In your answer, every line of the records should be written out exactly.
[[ Data for this task open ]]
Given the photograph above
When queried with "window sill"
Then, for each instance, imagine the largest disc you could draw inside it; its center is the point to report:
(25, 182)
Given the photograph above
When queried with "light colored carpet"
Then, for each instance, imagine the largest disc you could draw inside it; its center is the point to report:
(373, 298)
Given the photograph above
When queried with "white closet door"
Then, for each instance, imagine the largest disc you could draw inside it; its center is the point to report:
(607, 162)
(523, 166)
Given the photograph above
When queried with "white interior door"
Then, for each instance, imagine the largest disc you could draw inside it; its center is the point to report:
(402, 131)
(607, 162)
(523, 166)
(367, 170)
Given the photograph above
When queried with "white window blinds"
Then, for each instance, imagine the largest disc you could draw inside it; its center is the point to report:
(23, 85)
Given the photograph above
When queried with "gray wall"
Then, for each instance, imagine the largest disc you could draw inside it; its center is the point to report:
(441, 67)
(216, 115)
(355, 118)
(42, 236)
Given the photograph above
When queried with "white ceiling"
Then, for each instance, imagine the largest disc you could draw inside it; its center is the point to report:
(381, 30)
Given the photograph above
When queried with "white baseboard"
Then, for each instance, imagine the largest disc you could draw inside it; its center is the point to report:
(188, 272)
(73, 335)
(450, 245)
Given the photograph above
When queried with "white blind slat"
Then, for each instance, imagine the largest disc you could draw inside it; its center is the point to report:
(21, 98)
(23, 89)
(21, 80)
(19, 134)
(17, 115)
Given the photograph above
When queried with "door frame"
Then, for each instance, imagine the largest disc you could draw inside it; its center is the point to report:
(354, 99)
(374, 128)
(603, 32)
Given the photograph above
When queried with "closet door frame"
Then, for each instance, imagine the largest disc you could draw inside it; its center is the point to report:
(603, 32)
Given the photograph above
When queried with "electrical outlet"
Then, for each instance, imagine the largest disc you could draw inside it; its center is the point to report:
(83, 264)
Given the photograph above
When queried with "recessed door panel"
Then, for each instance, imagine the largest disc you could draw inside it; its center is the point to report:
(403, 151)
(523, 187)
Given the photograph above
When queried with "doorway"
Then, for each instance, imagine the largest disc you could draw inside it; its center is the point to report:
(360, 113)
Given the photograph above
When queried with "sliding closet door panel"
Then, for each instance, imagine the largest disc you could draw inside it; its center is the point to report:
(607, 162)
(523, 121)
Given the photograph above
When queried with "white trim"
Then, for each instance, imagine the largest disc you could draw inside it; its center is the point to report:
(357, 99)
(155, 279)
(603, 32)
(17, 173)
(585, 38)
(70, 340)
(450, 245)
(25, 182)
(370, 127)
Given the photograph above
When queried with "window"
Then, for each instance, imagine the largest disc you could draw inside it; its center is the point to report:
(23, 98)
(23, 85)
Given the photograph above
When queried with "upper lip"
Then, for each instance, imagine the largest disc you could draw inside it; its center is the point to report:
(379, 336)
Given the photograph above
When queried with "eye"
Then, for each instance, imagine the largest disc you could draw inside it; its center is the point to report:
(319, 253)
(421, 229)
[[ Data for this task closed ]]
▸ **Answer space**:
Given the photograph above
When queried with "window sill"
Then, for each instance, imagine the largest disc you could draw inside it; its center is the point to report:
(25, 182)
Given the photograph above
When queried with "light colored carpet"
Then, for each instance, imagine the largest disc you could draw inside it; its center is the point to report:
(373, 298)
Given the photograph above
When queried with "white closet door"
Then, for each instance, imagine the largest disc you could draw inside it; its center is the point to report:
(607, 162)
(523, 166)
Given the photograph above
When queried with "white interior door"
Then, for each instance, imagine the largest disc you could draw inside it; its center is the point to report:
(402, 131)
(607, 162)
(523, 166)
(367, 170)
Given the photograph above
When queried with "white window blinds"
Then, for each instance, imagine the largest disc you could draw inside it; its center is the point to report:
(23, 85)
Given the photograph above
When queried with "gray wall"
Then, for each instance, imagine the largest disc you could draw inside it; its center is the point to report:
(441, 67)
(216, 115)
(355, 118)
(42, 236)
Given the photograph above
When queried with "white ceiling"
Then, for each instance, imagine the largest disc you could draw inside it; its center is the point to report:
(381, 30)
Given the photograph above
When queried with "white baseboard"
Then, for each instance, imagine the largest disc you could draw inside it; its center is the point to report:
(188, 272)
(73, 335)
(450, 245)
Given the photograph above
When queried with "white blind slat"
Then, for each instance, imagine the largest disc you could draw inside it; its center is the point to report:
(21, 98)
(23, 89)
(21, 80)
(19, 134)
(17, 115)
Given the photograph above
When queried with "door frame"
Then, for each instance, imagine the largest disc you could draw inside it; its center is the point to report:
(354, 99)
(374, 128)
(603, 32)
Given the photograph above
When queried with "closet door frame"
Then, for each instance, imagine the largest disc you could draw inside it; its center is the point to report:
(603, 32)
Given the photograph above
When queried with "electrical outlet"
Then, for each instance, imagine the largest disc you could draw inside it; its center is the point to report:
(83, 264)
Given the photograph above
When queried with "recessed door panel"
Then, for each instance, imagine the largest disc you could draw inside it; its center is the point to report:
(403, 151)
(523, 187)
Given the photograph above
When queried with "doorway"
Then, for each instance, imagine the largest disc you could draw inside it; its center is the point to report:
(360, 113)
Given the photograph above
When queried with "sliding closet door panel"
Then, for each instance, imagine the largest disc you could draw inside it; its center is the point to report:
(607, 162)
(523, 121)
Given the photograph above
When queried with "white trim"
Then, for each instance, imagine the largest disc you could draw inside it; its center is the point to report:
(357, 99)
(155, 279)
(603, 32)
(17, 173)
(585, 38)
(70, 340)
(450, 245)
(25, 182)
(370, 127)
Given the photograph above
When queried with "window"
Then, for each instance, imagine the largest disc you could draw inside it; its center is the point to report:
(23, 98)
(23, 85)
Given the photograph above
When queried with "upper lip"
Then, for each instance, imagine the largest disc you could draw inside it; its center is the point to report:
(379, 336)
Given the photograph above
When queried with "eye"
Then, for each instance, imagine the largest disc you could draw inside it; its center is the point to report:
(319, 253)
(421, 229)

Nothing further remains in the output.